### Compito da svolgere
Aggiorna le righe qui sotto sostituendo "wall-mounted light fixture" con "wall lamp" ovunque compaia, senza cambiare nient'altro. Nella risposta lascia fuori le immagini.

Elementi del dataset
┄┄┄┄┄┄┄┄┄┄

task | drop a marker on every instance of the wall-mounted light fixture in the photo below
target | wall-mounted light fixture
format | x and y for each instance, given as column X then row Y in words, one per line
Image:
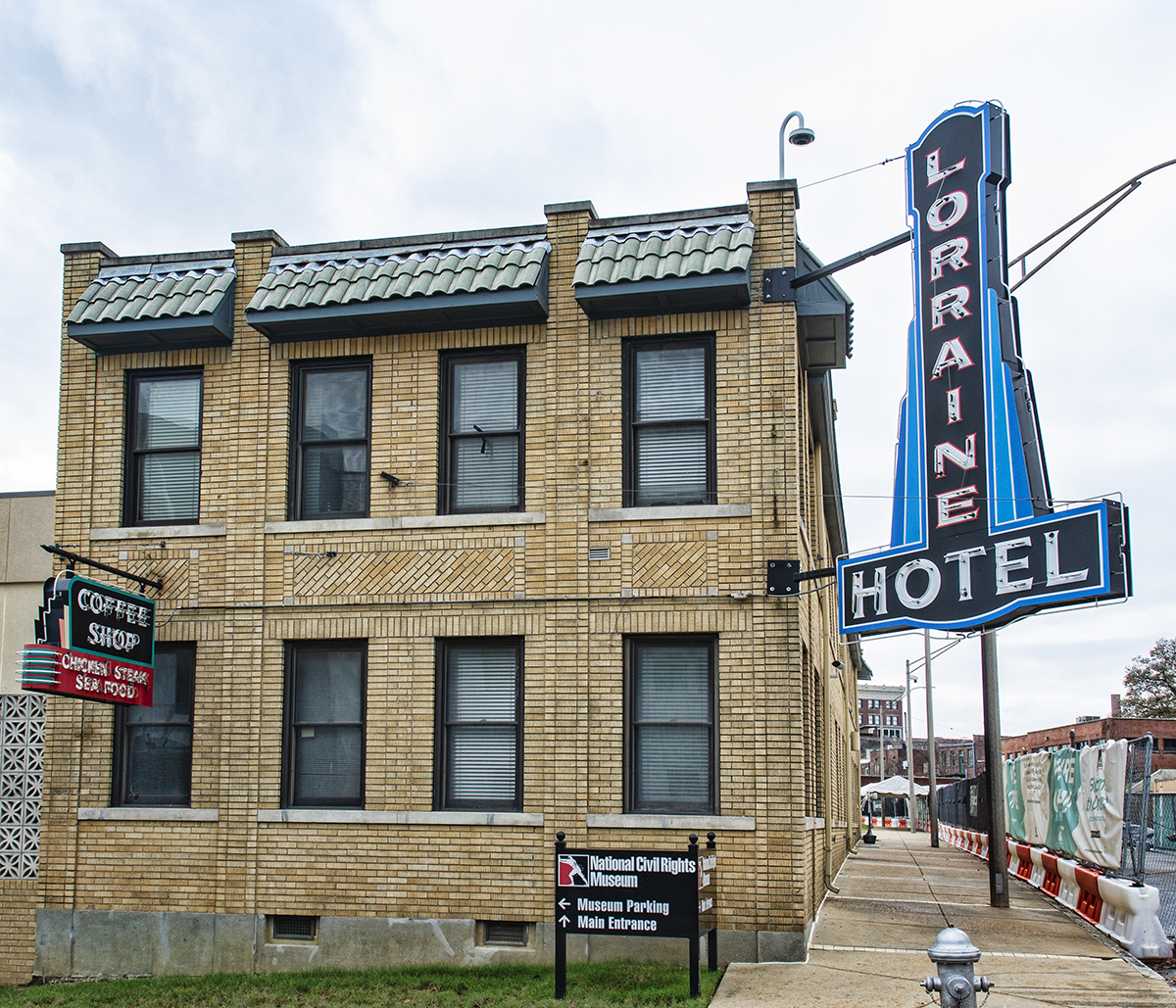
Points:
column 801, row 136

┄┄┄┄┄┄┄┄┄┄

### Risultato del compito
task | drop a marker on every instance of the wall lamp in the photo below
target | wall lamp
format | x and y for each instance, given as column X then row Y in words, one per line
Image:
Points:
column 801, row 136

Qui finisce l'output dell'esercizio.